Sinopse enredo 2021
Empretecer
o Pensamento É Ouvir a Voz da Beija-Flor
Sinopse
Este
enredo é de autoria coletiva. Foi escrito pelas mãos, vozes e
memórias de cada componente da nossa comunidade.
A
imagem do Pensador, a bela estatueta do povo tchowkwe, que habita a
região Nordeste de Angola, inspira-nos a levar para a Avenida um
enredo sobre a contribuição intelectual negra para construção de
um Brasil mais africano. Nossa civilização conhece e respeita os
pensamentos esculpidos em mármore greco-romano. Mas por que não
talhar os saberes em ébano? Empretecer o pensamento do mundo é dar
a toda a humanidade a oportunidade de uma visão diferente e
original, com novos caminhos para o futuro, estabelecendo outras
rotas possíveis.
Ao
longo do tempo, foram grafadas em pedras duras imagens estereotipadas
da África como um ajuntamento de sociedades tribais destituídas de
pensamentos e tecnologias. Isto nos impede de ver o legado e a
diversidade dos povos e refletir sobre a possibilidade de empretecer
o conhecimento humano.
Muitas
vezes enquadrada no campo do primitivo e do exótico, nossa forma
sofisticada de ver o mundo é desvalorizada por estruturas coloniais
racistas que desprezam a riqueza intelectual que produzimos.
######
▸ Tarefas propostas
a) Reproduza sem alterações a parte da sinopse do enredo que começa em "Sinopse enredo 2021" e segue até "da nossa comunidade.".
b) Prossiga a sinopse do enredo "Empretecer o Pensamento É Ouvir a Voz da Beija-Flor" a partir da última frase apresentada.
######
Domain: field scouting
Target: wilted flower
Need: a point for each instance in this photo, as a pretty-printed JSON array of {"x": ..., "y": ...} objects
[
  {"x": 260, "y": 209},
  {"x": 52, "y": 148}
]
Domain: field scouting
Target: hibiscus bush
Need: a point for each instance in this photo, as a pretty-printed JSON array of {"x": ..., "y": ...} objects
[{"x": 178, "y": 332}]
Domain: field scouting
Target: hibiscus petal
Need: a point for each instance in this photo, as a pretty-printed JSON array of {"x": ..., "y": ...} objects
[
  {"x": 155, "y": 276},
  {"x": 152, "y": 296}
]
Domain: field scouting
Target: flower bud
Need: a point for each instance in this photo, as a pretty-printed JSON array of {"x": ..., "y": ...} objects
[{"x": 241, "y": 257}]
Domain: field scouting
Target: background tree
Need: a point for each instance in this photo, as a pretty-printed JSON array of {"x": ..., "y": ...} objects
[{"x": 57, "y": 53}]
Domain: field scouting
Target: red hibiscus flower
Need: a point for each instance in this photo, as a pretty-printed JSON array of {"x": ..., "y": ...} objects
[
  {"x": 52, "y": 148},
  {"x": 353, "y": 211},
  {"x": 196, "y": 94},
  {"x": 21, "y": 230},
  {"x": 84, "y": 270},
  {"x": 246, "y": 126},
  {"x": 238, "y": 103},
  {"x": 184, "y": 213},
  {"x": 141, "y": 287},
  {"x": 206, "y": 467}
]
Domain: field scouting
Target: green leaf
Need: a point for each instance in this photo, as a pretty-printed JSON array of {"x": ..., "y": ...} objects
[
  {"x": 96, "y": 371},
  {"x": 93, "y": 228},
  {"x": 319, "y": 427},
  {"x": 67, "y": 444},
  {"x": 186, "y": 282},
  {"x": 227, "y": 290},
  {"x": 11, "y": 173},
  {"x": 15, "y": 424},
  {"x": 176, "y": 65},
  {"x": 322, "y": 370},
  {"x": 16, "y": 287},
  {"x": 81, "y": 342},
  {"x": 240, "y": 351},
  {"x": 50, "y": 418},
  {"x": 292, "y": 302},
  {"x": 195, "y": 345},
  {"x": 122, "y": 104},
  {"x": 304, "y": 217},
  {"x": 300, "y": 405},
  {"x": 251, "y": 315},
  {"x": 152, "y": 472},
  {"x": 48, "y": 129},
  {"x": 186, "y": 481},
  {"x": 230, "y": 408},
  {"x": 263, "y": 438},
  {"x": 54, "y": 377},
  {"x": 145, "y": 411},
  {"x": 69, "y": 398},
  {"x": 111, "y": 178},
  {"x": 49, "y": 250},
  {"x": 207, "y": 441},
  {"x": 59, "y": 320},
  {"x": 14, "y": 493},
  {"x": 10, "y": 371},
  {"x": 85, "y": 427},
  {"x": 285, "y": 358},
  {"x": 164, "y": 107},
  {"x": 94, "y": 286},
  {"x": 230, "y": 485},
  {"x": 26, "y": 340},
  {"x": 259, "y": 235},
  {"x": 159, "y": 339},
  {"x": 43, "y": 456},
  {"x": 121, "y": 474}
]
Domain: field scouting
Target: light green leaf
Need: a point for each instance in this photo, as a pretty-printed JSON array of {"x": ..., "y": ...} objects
######
▸ Respostas dadas
a)
Sinopse enredo 2021
Empretecer
o Pensamento É Ouvir a Voz da Beija-Flor
Sinopse
Este
enredo é de autoria coletiva. Foi escrito pelas mãos, vozes e
memórias de cada componente da nossa comunidade.

b)
Por
isso, mais do que nunca, é hora de inspirar mentes, trabalhar pelo
“reencantamento” de tudo, e talhar em madeira forte nossos
saberes, feito sementes espalhadas por soberanos pássaros de ébano.
"No
caminho da luz, todo mundo é preto"
(Emicida)
A
diáspora do pensamento negro é um jogo de espelhos que faz refletir
por muitas e muitas terras, povos e gerações o valor da nossa
gente. Um negrume multicor que construiu monumentos em eras
gloriosas, e que também passou a sofrer constantes tentativas de
apagamento e silenciamento. Mas o legado dos nossos ancestrais
persiste nas cores e nas formas que se afirmam pujantes, assim como a
saga do nosso povo. Em muitos tons de negro, erguemos totens,
esculpimos imagens de adoração de muitas fés, trançamos palha e
fibra, entrelaçamos referências, bordamos a geometria das coisas e
dobramos o tempo. Como num colar multicor, colocamos nos fios das
artes visuais as mais raras pérolas e as contas mais sagradas dos
nossos antepassados.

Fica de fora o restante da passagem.